▶ **EXCERPTED PASSAGE**
Pretty sure he's specifically talking about capacity to consent to voluntary inpatient psychiatric hospitalization. The context for this, if it's similar to my own experience, is pressure at some institutions to admit almost every patient on a voluntary status (in MA it's called "Conditional Voluntary") unless they're actively refusing to sign on the dotted line. There are ample edge cases where you have an amenable but completely psychotic patient who's willing to sign anything you stick in front of them.

My personal take is that I require patients to be able to at least vaguely state, without a ton of coaching, 1. where they are 2. what their rights are 3. what they're signing. Otherwise I admit them on an involuntary basis. My opinion is that admitting these people on a CV also builds a case against you if you end up needing to file for commitment on the pt. You can always convert to a voluntary admission (at least in MA) at any time. So if the antipsychotics kick in enough for the patient to be able to indicate that they're on board with the treatment plan then that's when I'd have them sign in.

Caveat that this is just an opinion that I formed as a resident in discussion with some of my attendings. I have no experience actually being an inpatient attending anywhere.
 
Pretty sure he's specifically talking about capacity to consent to voluntary inpatient psychiatric hospitalization. The context for this, if it's similar to my own experience, is pressure at some institutions to admit almost every patient on a voluntary status (in MA it's called "Conditional Voluntary") unless they're actively refusing to sign on the dotted line. There are ample edge cases where you have an amenable but completely psychotic patient who's willing to sign anything you stick in front of them.

My personal take is that I require patients to be able to at least vaguely state, without a ton of coaching, 1. where they are 2. what their rights are 3. what they're signing. Otherwise I admit them on an involuntary basis. My opinion is that admitting these people on a CV also builds a case against you if you end up needing to file for commitment on the pt. You can always convert to a voluntary admission (at least in MA) at any time. So if the antipsychotics kick in enough for the patient to be able to indicate that they're on board with the treatment plan then that's when I'd have them sign in.

Caveat that this is just an opinion that I formed as a resident in discussion with some of my attendings. I have no experience actually being an inpatient attending anywhere.

Sure, but legally and ethically, we should be assessing capacity to make these kinds of decisions. As I said, if you're doing your clinical interview correctly, you get all if not most of this info anyway. The majority of my capacity evals are on the higher bar side, (refusing feeding tube, certain surgeries, etc), so I'd have to imagine that the capacity to consent for voluntary hospitalization is fairly low, and in cases where it is clear they are not (e.g., floridly psychotic, delirious) the case is easy to document why they cannot voluntarily consent at this time.

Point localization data
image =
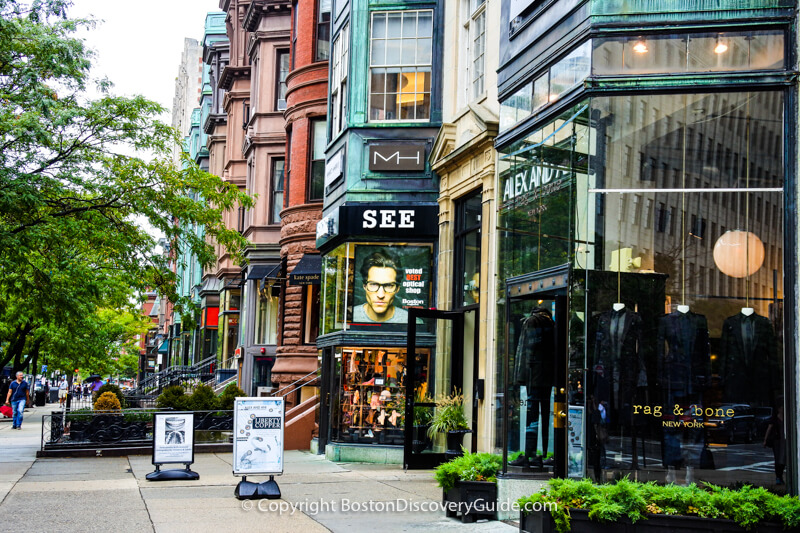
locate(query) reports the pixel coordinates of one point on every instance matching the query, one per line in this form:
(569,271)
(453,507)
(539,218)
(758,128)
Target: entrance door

---

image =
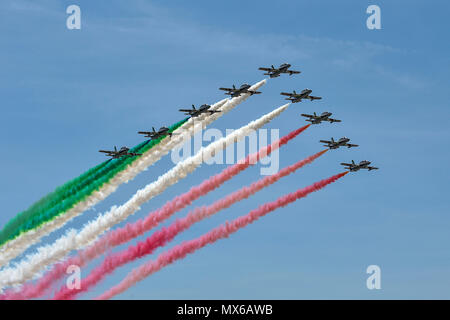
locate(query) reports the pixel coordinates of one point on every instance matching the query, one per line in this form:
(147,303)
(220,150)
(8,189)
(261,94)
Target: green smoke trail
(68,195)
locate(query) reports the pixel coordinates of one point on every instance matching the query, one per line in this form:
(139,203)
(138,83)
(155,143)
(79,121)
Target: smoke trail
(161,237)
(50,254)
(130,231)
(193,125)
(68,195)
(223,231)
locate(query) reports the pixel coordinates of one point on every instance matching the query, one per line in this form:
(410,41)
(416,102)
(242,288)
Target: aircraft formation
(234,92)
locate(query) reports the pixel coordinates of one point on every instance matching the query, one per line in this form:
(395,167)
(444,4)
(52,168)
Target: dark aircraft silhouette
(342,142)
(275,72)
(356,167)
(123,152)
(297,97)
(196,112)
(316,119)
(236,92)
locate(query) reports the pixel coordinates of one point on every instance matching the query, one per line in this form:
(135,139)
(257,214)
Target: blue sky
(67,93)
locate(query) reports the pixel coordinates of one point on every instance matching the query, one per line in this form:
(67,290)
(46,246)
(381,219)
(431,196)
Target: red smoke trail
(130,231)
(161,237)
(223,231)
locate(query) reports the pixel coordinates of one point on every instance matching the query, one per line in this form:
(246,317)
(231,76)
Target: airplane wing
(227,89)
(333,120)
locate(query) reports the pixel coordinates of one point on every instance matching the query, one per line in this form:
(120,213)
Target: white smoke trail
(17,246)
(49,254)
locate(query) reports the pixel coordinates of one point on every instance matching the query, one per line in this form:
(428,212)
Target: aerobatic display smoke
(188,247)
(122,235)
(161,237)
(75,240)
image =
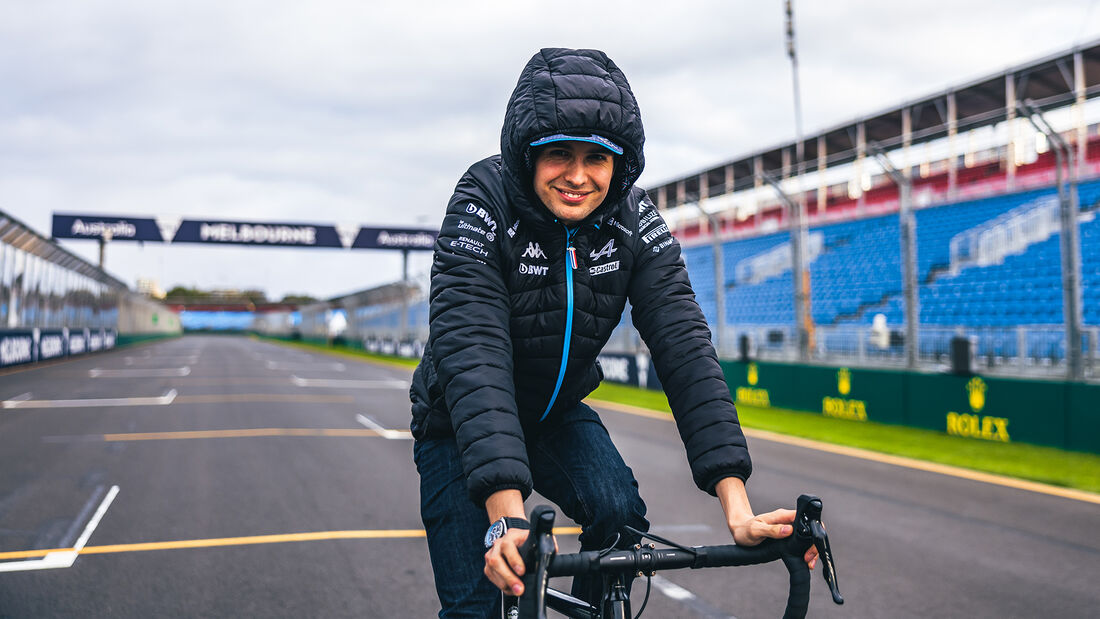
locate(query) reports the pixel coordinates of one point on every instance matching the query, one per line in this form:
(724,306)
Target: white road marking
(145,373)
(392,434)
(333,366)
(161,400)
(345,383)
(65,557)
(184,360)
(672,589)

▶ **WORK ORDER**
Write out everything in the passage on voluntary psychiatric admission from "Sure, but legally" down to "at this time.", word for word.

▶ **EXERCISE SOLUTION**
Sure, but legally and ethically, we should be assessing capacity to make these kinds of decisions. As I said, if you're doing your clinical interview correctly, you get all if not most of this info anyway. The majority of my capacity evals are on the higher bar side, (refusing feeding tube, certain surgeries, etc), so I'd have to imagine that the capacity to consent for voluntary hospitalization is fairly low, and in cases where it is clear they are not (e.g., floridly psychotic, delirious) the case is easy to document why they cannot voluntarily consent at this time.